*** Opening of DATASET EXCERPTS ***

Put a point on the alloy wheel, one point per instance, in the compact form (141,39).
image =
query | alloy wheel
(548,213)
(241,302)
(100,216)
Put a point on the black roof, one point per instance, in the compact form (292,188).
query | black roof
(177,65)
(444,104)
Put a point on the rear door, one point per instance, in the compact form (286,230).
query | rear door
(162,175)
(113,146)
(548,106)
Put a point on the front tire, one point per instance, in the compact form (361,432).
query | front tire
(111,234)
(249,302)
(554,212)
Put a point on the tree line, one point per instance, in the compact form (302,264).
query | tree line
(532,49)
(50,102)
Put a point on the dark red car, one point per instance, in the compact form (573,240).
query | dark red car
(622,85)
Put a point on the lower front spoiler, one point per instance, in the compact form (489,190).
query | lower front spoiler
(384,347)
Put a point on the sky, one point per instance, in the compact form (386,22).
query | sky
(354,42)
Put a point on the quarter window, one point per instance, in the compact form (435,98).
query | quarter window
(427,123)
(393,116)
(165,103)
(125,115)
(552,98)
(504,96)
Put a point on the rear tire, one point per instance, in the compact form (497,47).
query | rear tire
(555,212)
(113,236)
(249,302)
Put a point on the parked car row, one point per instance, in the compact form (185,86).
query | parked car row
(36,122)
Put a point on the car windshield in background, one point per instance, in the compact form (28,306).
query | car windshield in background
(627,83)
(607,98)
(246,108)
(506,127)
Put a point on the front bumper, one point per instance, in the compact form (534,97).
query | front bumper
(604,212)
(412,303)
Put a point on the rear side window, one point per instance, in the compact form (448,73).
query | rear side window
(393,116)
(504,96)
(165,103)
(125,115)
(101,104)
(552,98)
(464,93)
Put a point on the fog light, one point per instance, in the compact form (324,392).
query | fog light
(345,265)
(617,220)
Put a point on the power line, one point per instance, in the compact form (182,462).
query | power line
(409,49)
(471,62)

*** Close of DATASET EXCERPTS ***

ABOUT THIS EXERCISE: All the entries above should come back exactly as they are written.

EXERCISE ANSWER:
Put a point on the alloy wheel, one point per instance, in the compact form (141,39).
image =
query | alloy wheel
(548,213)
(241,302)
(100,216)
Put a point on the black roof, one point per instance, in the compact form (292,188).
query | black roof
(177,65)
(444,104)
Put a point on the rear door, one point per instance, in the compact form (286,230).
query | rear door
(162,175)
(113,146)
(548,106)
Put a point on the front tire, one point per instance, in the compact form (361,432).
query | front tire
(111,234)
(249,302)
(554,212)
Put a point on the tree line, one point per instance, in the compact form (302,264).
query | tree line
(532,49)
(50,102)
Put a point on the dark red car, one point per instance, in the compact form (573,240).
query | dark red car
(622,85)
Put a point on the lower front spoiler, one point per instance, in the compact form (489,190).
query | lower front spoiler
(384,347)
Put a point on the sky, one point per instance, in the compact form (386,22).
query | sky
(354,42)
Put a point on the quarter window, one point per instance, in the compact form (435,98).
query | quarter window
(427,123)
(393,116)
(165,103)
(125,115)
(552,98)
(504,96)
Put a point on the rear tire, one point per instance, in the compact form (497,47).
query | rear tire
(555,212)
(113,236)
(249,302)
Put a point on the parked car row, one point per instance, in the compact form (185,86).
query | parked car row
(36,122)
Put a point on the car windshield in background, one point per instance, in the compact form (28,306).
query | car windshield in background
(627,83)
(607,98)
(246,108)
(506,127)
Put a point on the front bumper, one point per instance, in the compact form (534,97).
query | front bumper
(604,212)
(412,303)
Put a point on the rear side window, one point per instance, in the compact form (448,73).
query | rear side window
(393,116)
(504,96)
(165,103)
(125,115)
(101,104)
(552,98)
(464,93)
Put a point on the fog light, one point per instance, in the compact form (324,392).
query | fog light
(345,265)
(617,220)
Put a point on the power line, one point per instance, in the compact form (182,462).
query | power line
(409,49)
(471,62)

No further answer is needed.